Every record that follows should be written out word for word; the pictures stay out.

BEGIN RECORDS FOR THE EXERCISE

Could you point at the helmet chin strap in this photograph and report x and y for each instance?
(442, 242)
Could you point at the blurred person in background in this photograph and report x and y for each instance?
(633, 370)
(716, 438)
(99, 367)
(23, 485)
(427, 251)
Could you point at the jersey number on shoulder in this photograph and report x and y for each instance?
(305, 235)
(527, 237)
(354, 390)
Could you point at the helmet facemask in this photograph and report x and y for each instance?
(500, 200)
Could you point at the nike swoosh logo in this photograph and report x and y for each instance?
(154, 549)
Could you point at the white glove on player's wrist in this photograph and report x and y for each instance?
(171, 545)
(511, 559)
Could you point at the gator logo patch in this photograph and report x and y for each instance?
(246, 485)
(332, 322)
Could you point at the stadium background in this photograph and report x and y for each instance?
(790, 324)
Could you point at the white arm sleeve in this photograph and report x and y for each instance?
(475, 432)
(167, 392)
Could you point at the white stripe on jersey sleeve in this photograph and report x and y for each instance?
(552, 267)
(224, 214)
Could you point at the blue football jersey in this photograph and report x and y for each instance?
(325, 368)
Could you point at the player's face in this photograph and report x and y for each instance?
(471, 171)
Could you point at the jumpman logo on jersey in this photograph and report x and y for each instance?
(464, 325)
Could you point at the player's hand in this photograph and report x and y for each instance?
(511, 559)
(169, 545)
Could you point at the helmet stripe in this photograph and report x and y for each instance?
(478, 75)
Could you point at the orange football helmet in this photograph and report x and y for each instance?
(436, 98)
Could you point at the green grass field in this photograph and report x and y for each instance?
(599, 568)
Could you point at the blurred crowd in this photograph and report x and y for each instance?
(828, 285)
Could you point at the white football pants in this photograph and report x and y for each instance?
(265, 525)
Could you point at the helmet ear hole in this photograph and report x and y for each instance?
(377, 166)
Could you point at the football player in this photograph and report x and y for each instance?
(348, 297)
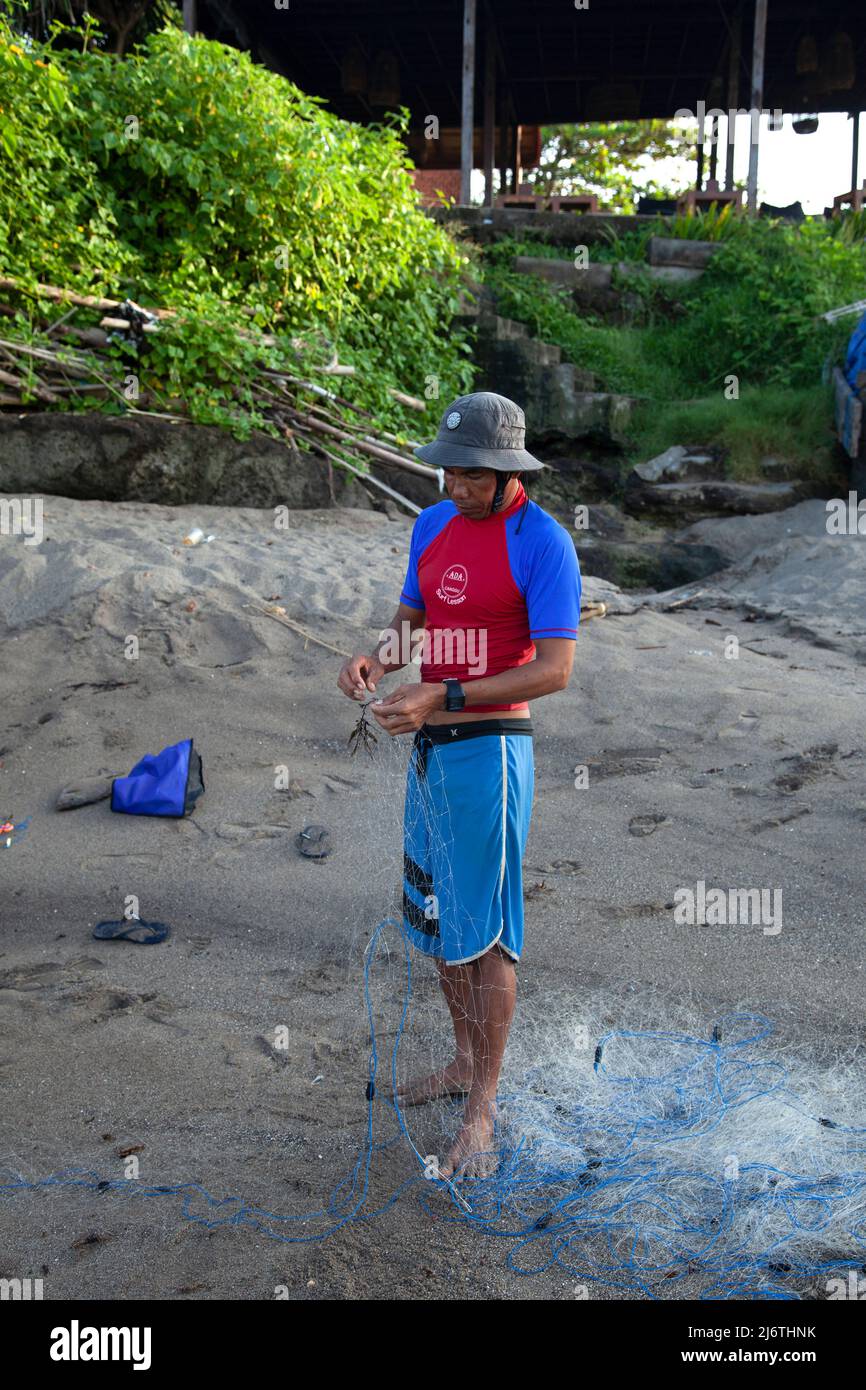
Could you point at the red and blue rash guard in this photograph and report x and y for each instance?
(489, 588)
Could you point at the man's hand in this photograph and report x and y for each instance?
(407, 708)
(359, 674)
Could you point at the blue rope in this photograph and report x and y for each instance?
(612, 1211)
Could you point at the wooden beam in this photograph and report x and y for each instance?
(489, 113)
(467, 103)
(759, 41)
(733, 97)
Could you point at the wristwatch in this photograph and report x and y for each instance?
(455, 695)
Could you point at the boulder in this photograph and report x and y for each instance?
(679, 463)
(692, 499)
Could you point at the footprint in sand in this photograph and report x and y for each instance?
(645, 824)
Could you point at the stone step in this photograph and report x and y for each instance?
(566, 273)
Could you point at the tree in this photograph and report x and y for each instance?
(608, 159)
(120, 20)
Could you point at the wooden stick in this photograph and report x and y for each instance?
(296, 627)
(376, 451)
(407, 401)
(74, 298)
(367, 477)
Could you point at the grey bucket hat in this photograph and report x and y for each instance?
(481, 431)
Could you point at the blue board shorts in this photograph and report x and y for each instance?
(469, 801)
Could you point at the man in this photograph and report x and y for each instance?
(494, 587)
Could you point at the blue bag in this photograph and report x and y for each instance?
(855, 359)
(167, 784)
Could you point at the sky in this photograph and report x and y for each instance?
(813, 168)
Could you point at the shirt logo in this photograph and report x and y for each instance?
(452, 585)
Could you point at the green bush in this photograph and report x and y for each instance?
(185, 175)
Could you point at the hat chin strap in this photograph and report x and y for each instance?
(502, 481)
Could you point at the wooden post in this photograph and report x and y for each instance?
(516, 168)
(756, 103)
(489, 113)
(467, 109)
(733, 97)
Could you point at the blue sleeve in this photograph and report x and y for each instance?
(553, 587)
(410, 592)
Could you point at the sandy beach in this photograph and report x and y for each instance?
(744, 772)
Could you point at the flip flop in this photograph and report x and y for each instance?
(142, 933)
(314, 841)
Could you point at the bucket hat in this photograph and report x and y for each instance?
(481, 431)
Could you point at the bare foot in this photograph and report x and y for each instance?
(453, 1079)
(473, 1154)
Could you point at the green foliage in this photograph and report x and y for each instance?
(188, 177)
(788, 424)
(754, 314)
(609, 159)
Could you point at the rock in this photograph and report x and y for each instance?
(84, 792)
(599, 591)
(690, 501)
(677, 463)
(558, 398)
(633, 555)
(138, 459)
(681, 252)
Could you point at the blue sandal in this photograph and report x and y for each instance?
(143, 933)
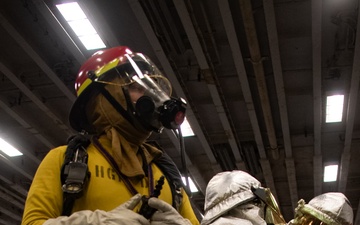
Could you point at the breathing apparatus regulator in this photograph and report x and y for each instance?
(146, 90)
(147, 93)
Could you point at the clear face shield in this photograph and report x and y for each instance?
(147, 91)
(272, 213)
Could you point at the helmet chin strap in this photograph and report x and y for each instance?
(143, 111)
(116, 105)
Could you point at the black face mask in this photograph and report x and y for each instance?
(170, 114)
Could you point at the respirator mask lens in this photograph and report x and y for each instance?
(148, 93)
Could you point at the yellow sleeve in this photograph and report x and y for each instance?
(186, 209)
(44, 199)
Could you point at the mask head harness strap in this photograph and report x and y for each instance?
(111, 99)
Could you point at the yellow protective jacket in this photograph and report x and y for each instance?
(104, 191)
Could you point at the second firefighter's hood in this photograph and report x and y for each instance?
(332, 208)
(225, 191)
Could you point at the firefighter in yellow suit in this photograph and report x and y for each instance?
(122, 99)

END RECORDS FOR THE EXERCISE

> _ANSWER AREA_
Could you point at the helmet chin strap in this photograph and report x and y for each instance?
(442, 242)
Could you point at the blurred person in background in this photograph and report x and y for each instance?
(633, 370)
(716, 438)
(99, 367)
(23, 485)
(427, 251)
Could you point at the jersey number on shoulder in this photograph and report x and y for each instance?
(305, 235)
(527, 237)
(354, 390)
Could you point at the helmet facemask in this photograph and report x and y for each instance?
(500, 200)
Could you point at the nike swoosh logo in this photograph and report x and y for each instance?
(154, 549)
Could you point at the white glove on player's wrist in this photograph and report x and y for each instance?
(171, 545)
(511, 559)
Could you point at the gator logo patch in this photograph and report x and y for each instance?
(246, 485)
(332, 322)
Could you point at the stadium background in this photograph and report x and y for each instance?
(790, 324)
Could you point at the white arm sleeve in this photograph and report x and y for each instance?
(475, 432)
(167, 392)
Could you point at the white stripe on jersey sleeve in this photograph and report x and y for each instance?
(552, 267)
(224, 214)
Could you point at the blue football jersey in this photograph and report x and y for each instance?
(325, 368)
Could you point at the player's face in this photograph and report x and y for each instance?
(471, 171)
Could you point at the jumpman logo on jersey in this photograph and report x and y for each instance?
(464, 325)
Could you point at the player's hand in this photograph and report x and y for each instance?
(511, 559)
(169, 545)
Could you point at the helmet stripe in this photograph and report x and y for each instance?
(478, 75)
Could you point at the orange football helmet in this photograph and report x and y for each instance?
(436, 98)
Could you point at the green grass field in this photograph and report x and y for each instance?
(599, 568)
Could you point at the blurred crowd in this photograph and report x and y for each instance?
(828, 285)
Could you point at the white football pants in this photograph and report x and y for each instance?
(265, 525)
Could you point at the helmet ear hole in this photograph and report x and y for each instance?
(377, 166)
Could you point at the football player in this photograph and report x and y for each instance?
(348, 297)
Could you point at the red and blue rash guard in this photograph and report x and y for each instance?
(489, 588)
Could you point at the man's hand in this photograph and report x and y for each instance?
(407, 708)
(359, 674)
Could you point at the blue rope in this photograph and report x and y for each instance?
(612, 1211)
Could you point at the wooden beam in this photograph and report x and y for each instance?
(489, 113)
(467, 103)
(759, 41)
(733, 97)
Could you point at the wristwatch in this photograph and report x and y for each instance?
(455, 695)
Could you point at the boulder in this photograph and report x and y for each instance?
(679, 463)
(692, 499)
Could you point at the footprint in sand in this photograph and report x and y for each instance?
(645, 824)
Could you point at the stone step in this photograph and report x and y for each instance?
(566, 273)
Could you point at the tree in this photograph and report x and y for each instance?
(608, 159)
(120, 20)
Could you point at the wooden stick in this photograph and report x and y for each instance?
(296, 627)
(376, 451)
(407, 401)
(74, 298)
(367, 477)
Could you point at the grey bucket hat in this photograph and report x and y for each instance?
(481, 431)
Could you point at the blue board shorts in this photograph and report x and y for each instance?
(469, 801)
Could you point at the man in this photograph and report x and y for each instance?
(494, 587)
Could you point at the blue bag in this photograph and report x and y for each instance?
(855, 359)
(167, 784)
Could you point at the sky in this photograph and report x and y for each instance?
(813, 168)
Could you point at the shirt logo in this photograph and report x and y for each instance?
(452, 585)
Could you point at the green bush in this photograph and report x and y for each instance?
(185, 175)
Could you point at the hat chin strap in this photograph and report x and y for each instance?
(502, 481)
Could you point at the wooden post in this photograph and report x and y for each instance?
(516, 168)
(756, 103)
(489, 113)
(467, 109)
(733, 97)
Could you point at the blue sleeve in this photograph and report x and y for each instance?
(553, 587)
(410, 592)
Could you point at the sandy beach in this photograph and report x and y for each instance?
(744, 772)
Could you point at the flip flop in this photograph and report x and y for each instance?
(142, 933)
(314, 841)
Could you point at the bucket hat in this photograph and report x and y for each instance?
(481, 431)
Could you point at the bare foot in this photograph and report x and y for each instance?
(453, 1079)
(473, 1154)
Could you point at the green foliage in this photograph and report x and y for each instance?
(188, 177)
(788, 424)
(754, 314)
(609, 159)
Could you point at the rock in this photograph and report x and y for each instance?
(84, 792)
(599, 591)
(690, 501)
(677, 463)
(558, 398)
(633, 555)
(138, 459)
(681, 252)
Could you point at the blue sandal in this photograph and report x and y for each instance?
(143, 933)
Could you point at the breathing apparatus regulator in this photograph and report x and y for each instance?
(146, 90)
(147, 93)
Could you point at the clear face shield in this photograph and report x and y for each instance?
(147, 91)
(272, 213)
Could you point at the helmet chin strap in this photograph and report x and y for each instance?
(143, 111)
(116, 105)
Could you point at the black face mask in this photograph and report x and y for each instance?
(170, 114)
Could you point at the respirator mask lens in this photograph and report x and y for each instance?
(148, 93)
Could you point at the yellow sleeve in this photograph and report x and y for each instance?
(186, 209)
(44, 199)
Could you point at the mask head harness strap in this photograph and report x and y for each instance?
(111, 99)
Could you point at the yellow protective jacket in this photograph and report x and y for each instance?
(104, 191)
Could you point at the second firefighter's hood in this photograph and report x and y for each instance?
(332, 208)
(225, 191)
Could you point at the firefighter in yellow suit in this photograph and report x and y for each instance?
(122, 99)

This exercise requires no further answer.